» **Goal**: Reproduce word for word everything in the rows below, from the line containing "Objective: detect flag pole in a given image." down through the final line, including both ends.

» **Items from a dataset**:
-- BEGIN --

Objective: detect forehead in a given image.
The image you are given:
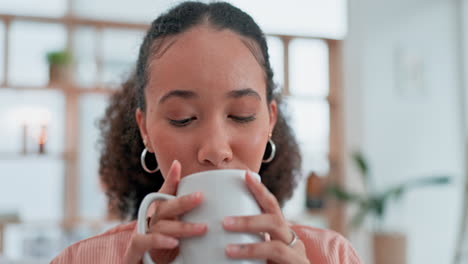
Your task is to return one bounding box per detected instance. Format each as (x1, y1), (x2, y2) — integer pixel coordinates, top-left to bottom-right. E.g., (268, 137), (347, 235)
(147, 25), (266, 97)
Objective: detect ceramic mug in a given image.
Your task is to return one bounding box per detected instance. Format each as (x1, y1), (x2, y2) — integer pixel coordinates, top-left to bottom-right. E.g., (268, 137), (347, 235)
(137, 170), (265, 264)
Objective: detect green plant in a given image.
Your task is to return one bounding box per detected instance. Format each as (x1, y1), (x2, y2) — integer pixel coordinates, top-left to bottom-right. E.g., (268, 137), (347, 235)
(46, 50), (73, 65)
(327, 152), (450, 228)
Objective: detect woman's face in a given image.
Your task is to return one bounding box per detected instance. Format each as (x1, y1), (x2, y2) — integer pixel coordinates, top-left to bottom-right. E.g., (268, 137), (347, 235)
(136, 26), (277, 177)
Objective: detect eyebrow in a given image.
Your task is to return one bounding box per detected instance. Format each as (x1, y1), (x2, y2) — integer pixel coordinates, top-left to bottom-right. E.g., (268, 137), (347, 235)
(159, 88), (262, 104)
(159, 90), (198, 104)
(227, 88), (262, 101)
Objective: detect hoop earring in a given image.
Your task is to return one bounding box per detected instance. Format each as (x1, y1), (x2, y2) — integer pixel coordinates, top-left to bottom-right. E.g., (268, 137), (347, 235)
(262, 138), (276, 163)
(140, 148), (159, 173)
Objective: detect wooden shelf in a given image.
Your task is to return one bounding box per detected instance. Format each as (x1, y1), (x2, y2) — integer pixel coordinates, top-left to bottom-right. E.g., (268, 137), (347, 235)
(0, 84), (116, 94)
(0, 152), (75, 161)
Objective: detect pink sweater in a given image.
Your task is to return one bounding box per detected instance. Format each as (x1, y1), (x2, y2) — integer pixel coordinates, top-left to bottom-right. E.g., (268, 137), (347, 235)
(51, 221), (361, 264)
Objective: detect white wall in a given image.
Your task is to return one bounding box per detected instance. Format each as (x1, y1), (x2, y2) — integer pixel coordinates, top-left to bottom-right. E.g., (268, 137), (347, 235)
(344, 0), (464, 264)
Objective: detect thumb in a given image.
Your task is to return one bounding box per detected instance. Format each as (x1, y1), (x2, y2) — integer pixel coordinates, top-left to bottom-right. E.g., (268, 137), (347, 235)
(159, 160), (181, 195)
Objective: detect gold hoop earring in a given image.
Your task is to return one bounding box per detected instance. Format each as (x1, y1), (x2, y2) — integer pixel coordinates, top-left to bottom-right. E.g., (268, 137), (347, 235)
(140, 147), (159, 173)
(262, 138), (276, 163)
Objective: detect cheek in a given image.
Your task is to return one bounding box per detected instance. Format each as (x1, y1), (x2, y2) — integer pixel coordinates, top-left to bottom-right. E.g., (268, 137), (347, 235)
(150, 129), (189, 178)
(233, 123), (269, 172)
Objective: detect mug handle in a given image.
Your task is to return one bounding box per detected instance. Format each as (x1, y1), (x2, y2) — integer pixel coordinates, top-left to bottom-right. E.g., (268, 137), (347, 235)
(137, 193), (175, 264)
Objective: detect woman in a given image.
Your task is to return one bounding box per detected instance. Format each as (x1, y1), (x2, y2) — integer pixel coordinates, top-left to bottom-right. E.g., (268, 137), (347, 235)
(53, 2), (360, 264)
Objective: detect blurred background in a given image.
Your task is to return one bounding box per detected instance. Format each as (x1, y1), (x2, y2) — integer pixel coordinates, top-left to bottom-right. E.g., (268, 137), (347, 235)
(0, 0), (468, 264)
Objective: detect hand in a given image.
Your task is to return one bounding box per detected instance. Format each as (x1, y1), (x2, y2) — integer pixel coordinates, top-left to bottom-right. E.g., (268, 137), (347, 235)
(123, 161), (207, 264)
(223, 172), (309, 264)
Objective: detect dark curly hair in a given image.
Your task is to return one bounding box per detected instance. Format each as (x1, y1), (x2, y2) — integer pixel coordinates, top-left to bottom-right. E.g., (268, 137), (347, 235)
(99, 2), (301, 219)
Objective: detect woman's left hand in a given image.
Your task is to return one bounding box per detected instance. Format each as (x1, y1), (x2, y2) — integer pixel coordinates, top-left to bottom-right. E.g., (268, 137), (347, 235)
(223, 172), (310, 264)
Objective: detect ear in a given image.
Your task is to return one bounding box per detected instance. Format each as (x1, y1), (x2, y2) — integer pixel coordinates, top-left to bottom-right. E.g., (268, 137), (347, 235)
(268, 100), (278, 133)
(135, 108), (153, 152)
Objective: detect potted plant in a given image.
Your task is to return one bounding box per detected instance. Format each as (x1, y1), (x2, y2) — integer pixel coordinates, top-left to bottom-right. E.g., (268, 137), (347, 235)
(46, 50), (73, 85)
(327, 152), (450, 264)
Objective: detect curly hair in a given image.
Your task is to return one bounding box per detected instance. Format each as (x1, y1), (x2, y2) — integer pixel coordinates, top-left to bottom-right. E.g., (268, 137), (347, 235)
(99, 2), (301, 219)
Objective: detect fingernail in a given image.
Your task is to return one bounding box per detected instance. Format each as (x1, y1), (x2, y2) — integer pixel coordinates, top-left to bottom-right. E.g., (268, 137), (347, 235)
(226, 245), (240, 254)
(223, 217), (236, 226)
(163, 237), (179, 247)
(191, 192), (202, 199)
(194, 224), (206, 230)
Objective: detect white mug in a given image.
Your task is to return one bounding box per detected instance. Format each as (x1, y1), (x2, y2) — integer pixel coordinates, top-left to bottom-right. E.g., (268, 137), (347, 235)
(137, 170), (265, 264)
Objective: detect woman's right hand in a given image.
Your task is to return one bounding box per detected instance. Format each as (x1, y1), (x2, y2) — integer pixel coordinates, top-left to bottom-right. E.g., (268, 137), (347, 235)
(123, 161), (207, 264)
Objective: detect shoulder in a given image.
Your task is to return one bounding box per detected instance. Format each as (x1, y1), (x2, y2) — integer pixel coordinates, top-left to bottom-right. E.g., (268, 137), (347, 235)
(291, 225), (361, 264)
(51, 221), (136, 264)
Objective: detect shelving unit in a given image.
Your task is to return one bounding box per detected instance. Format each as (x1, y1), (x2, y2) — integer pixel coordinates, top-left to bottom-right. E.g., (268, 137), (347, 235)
(0, 11), (345, 232)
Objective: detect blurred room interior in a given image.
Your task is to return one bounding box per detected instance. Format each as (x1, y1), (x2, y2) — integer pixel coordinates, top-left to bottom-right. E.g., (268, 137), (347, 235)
(0, 0), (468, 264)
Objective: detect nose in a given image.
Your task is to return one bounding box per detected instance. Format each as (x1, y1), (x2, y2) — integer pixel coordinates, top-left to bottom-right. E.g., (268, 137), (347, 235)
(198, 124), (233, 168)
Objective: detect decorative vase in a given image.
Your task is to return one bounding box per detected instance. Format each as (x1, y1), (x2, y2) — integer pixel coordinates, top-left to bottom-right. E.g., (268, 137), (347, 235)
(49, 64), (72, 85)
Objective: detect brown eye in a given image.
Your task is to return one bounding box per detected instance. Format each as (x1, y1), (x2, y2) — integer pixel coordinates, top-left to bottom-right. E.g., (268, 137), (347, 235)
(228, 115), (256, 123)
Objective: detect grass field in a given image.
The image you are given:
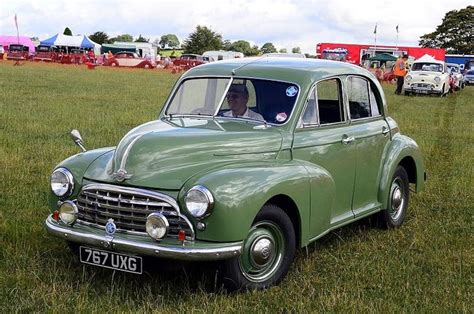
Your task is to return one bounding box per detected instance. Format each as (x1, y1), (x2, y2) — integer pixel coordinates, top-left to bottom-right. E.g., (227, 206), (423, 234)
(0, 61), (474, 313)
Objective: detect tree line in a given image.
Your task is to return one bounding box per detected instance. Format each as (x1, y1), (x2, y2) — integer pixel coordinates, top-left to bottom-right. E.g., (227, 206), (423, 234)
(68, 5), (474, 56)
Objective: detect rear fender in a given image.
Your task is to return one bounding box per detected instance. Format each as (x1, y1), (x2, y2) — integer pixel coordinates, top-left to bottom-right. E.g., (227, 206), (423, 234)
(378, 133), (425, 208)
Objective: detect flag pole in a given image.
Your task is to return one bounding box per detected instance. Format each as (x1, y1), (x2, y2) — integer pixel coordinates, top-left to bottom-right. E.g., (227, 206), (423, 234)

-- END --

» **Finished task**:
Objective: detect flag pole in a given image.
Your task is to return one bounding box per detected instance. Format each as (x1, y1), (x2, y2) — integer pixel coordinates, top-left to bottom-right. E.g., (227, 206), (423, 234)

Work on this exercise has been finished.